Problem - The copy you give must match the listing below exactly and contain no pictures.

····················

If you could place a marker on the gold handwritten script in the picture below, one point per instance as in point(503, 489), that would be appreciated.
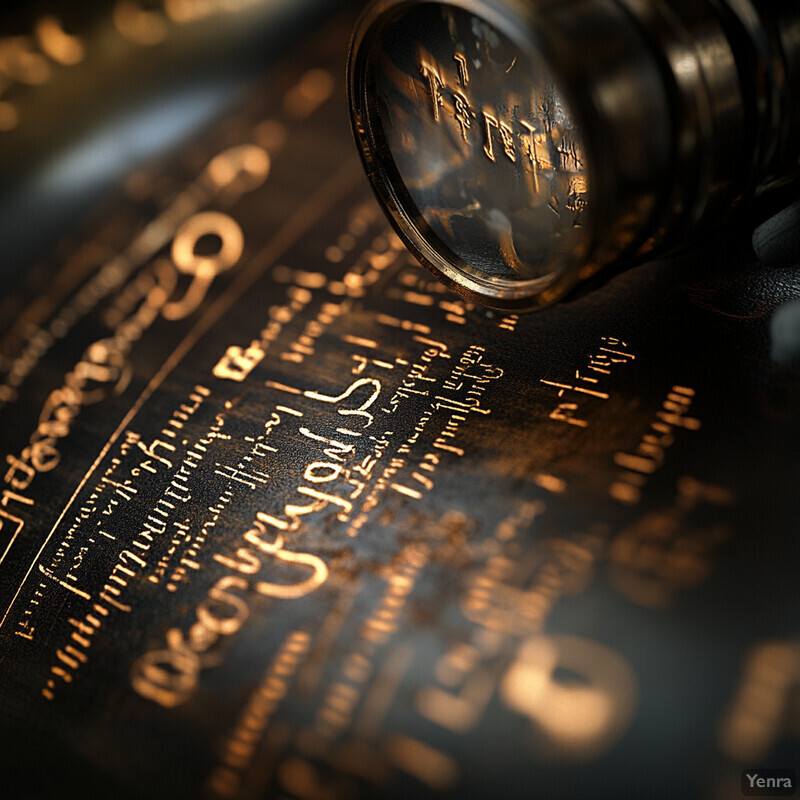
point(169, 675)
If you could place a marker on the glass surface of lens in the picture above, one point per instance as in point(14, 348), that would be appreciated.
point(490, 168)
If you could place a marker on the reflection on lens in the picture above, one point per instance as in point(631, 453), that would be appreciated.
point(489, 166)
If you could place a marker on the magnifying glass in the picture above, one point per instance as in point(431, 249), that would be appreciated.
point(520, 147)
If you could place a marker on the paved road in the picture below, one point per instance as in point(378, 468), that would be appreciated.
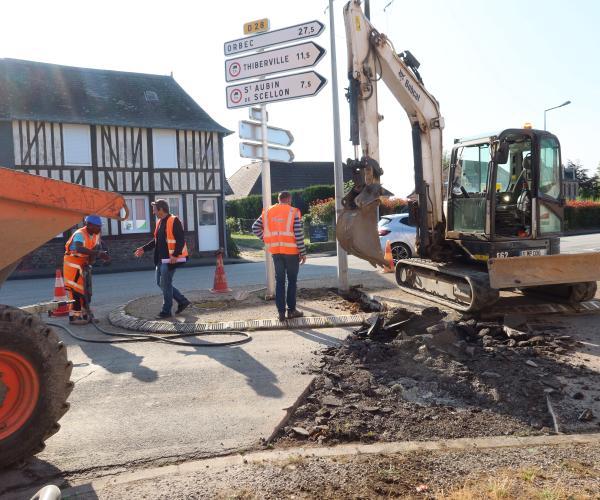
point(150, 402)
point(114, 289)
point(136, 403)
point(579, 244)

····················

Exercise solution -
If you could place a marker on the gold handwritten script in the picture below, one point per instance as in point(503, 489), that would be appreciated.
point(169, 675)
If you could place a marker on the glass surface of lens in the picture above, one point per instance as in point(14, 348), that would be appreciated.
point(490, 168)
If you could place a marker on the reflection on lens in the picture above, one point per instance as in point(631, 453), that would be appreciated.
point(489, 166)
If you could place a marker on the magnifying glass in the picture above, one point per instance as in point(431, 249), that would be appreciated.
point(520, 147)
If you could place a marker on the paved road in the picture below, one point per instance as in point(378, 468), that would be appreciated.
point(150, 402)
point(114, 289)
point(136, 403)
point(579, 244)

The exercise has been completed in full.